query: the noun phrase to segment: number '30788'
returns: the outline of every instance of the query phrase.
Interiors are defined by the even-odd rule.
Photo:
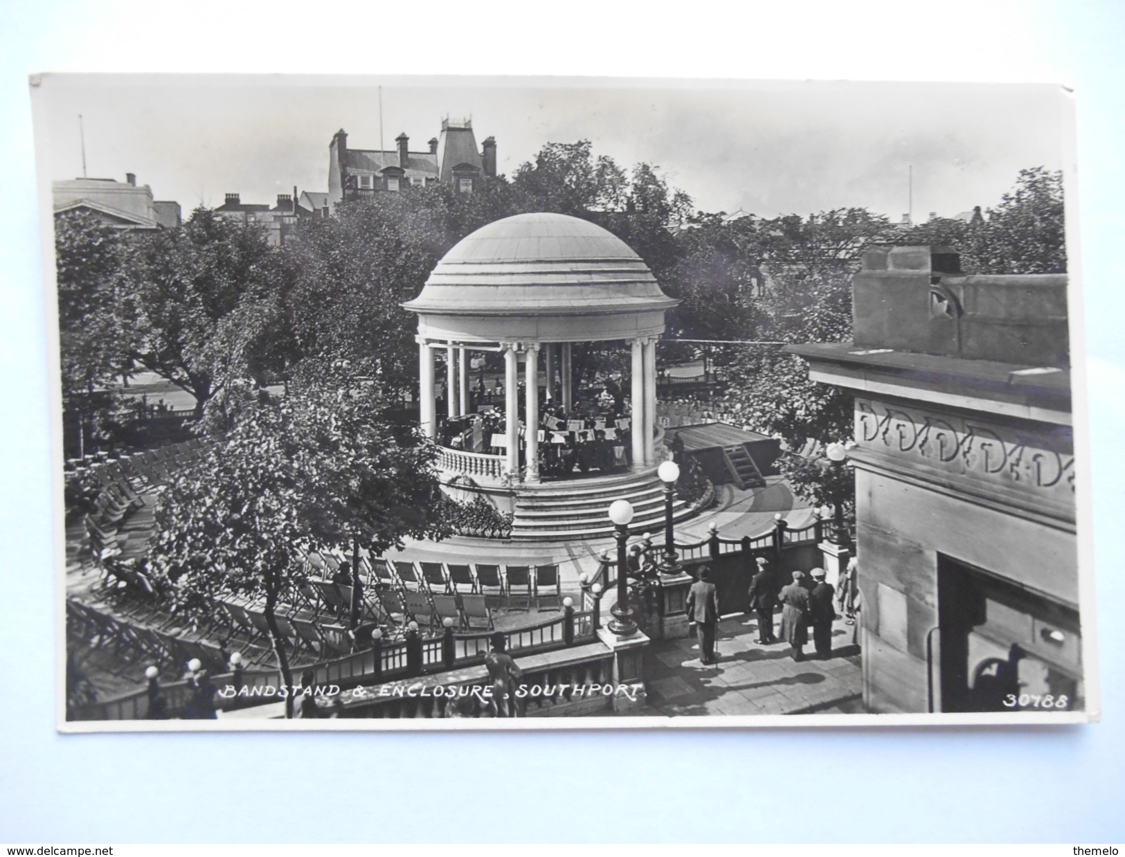
[[[1070,697],[1066,694],[1054,696],[1053,694],[1022,693],[1017,696],[1010,693],[1004,697],[1004,704],[1008,709],[1069,709]]]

******************************

**EXERCISE DESCRIPTION**. Copy the records above line for line, character for character, and leave the pictures out of your copy.

**WRITTEN SOLUTION**.
query: the noun phrase to segment: number '30788'
returns: the outline of every instance of the query phrase.
Interiors are defined by the even-odd rule.
Photo:
[[[1070,697],[1066,694],[1054,696],[1053,694],[1022,693],[1017,696],[1010,693],[1004,697],[1004,704],[1008,709],[1069,709]]]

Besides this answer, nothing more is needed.